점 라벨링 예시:
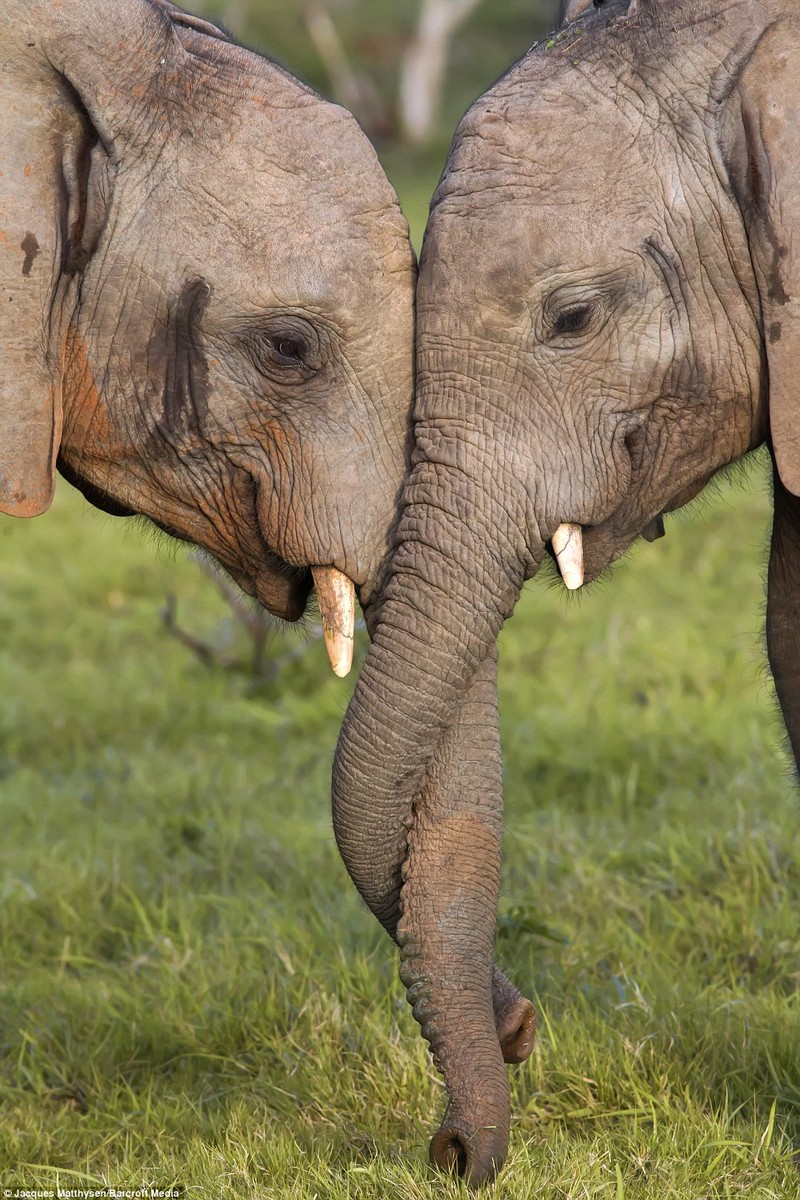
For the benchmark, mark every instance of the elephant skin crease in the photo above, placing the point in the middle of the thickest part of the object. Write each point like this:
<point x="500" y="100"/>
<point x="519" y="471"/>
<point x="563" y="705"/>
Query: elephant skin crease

수행 과제. 위의 모든 항목에 있는 줄을 "번호"와 "내용" 두 열로 된 마크다운 표로 정리하되, 행마다 번호를 매기고 빈 줄은 빼십시오. 그림은 답에 넣지 마십시오.

과제 결과.
| 번호 | 내용 |
|---|---|
| 1 | For the benchmark, mark every instance of the elephant skin crease in the photo above, placing the point in the middle of the thickest part of the object. Write each point like this: |
| 2 | <point x="500" y="100"/> |
| 3 | <point x="519" y="471"/> |
| 4 | <point x="563" y="705"/> |
| 5 | Query: elephant skin crease |